## What you will do
Pull out every line of the items below and reproduce it word for word, leaving the pictures out of your answer.

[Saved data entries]

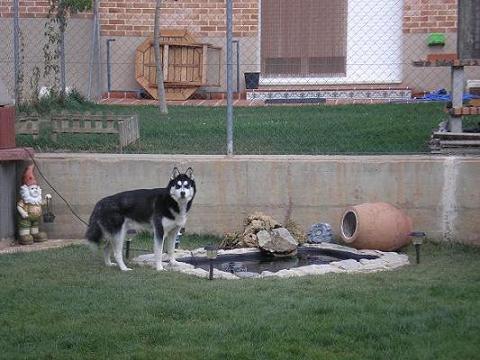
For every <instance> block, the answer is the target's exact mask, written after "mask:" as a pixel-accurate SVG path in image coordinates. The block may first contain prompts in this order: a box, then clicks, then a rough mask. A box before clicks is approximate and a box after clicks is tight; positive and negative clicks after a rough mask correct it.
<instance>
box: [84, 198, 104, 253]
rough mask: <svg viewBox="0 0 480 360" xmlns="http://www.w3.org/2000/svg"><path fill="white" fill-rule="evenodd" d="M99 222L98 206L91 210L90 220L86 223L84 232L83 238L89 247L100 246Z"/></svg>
mask: <svg viewBox="0 0 480 360" xmlns="http://www.w3.org/2000/svg"><path fill="white" fill-rule="evenodd" d="M98 221H99V209H98V206H95V209H93V212H92V215H90V220H89V222H88V228H87V231H86V232H85V237H86V239H87V240H88V242H89V243H90V244H91V245H96V246H97V247H98V245H100V242H101V240H102V237H103V232H102V228H101V227H100V224H99V223H98Z"/></svg>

## Task answer
For every <instance> block, the answer is the target's exact mask, written after "mask:" as a pixel-accurate SVG path in image coordinates. The block may first contain prompts in this order: a box, then clicks, then a rough mask. A box before clicks is approximate and a box after clicks is tight; positive and negative clicks after a rough mask correct it.
<instance>
box: [84, 198, 104, 253]
rough mask: <svg viewBox="0 0 480 360" xmlns="http://www.w3.org/2000/svg"><path fill="white" fill-rule="evenodd" d="M99 222L98 206L91 210L90 220L86 223L84 232L83 238L89 247L100 246Z"/></svg>
mask: <svg viewBox="0 0 480 360" xmlns="http://www.w3.org/2000/svg"><path fill="white" fill-rule="evenodd" d="M98 221H99V209H98V206H95V209H93V212H92V215H90V220H89V222H88V228H87V231H86V232H85V237H86V239H87V240H88V242H89V243H90V244H91V245H96V246H97V247H98V245H100V242H101V240H102V237H103V232H102V228H101V227H100V224H99V223H98Z"/></svg>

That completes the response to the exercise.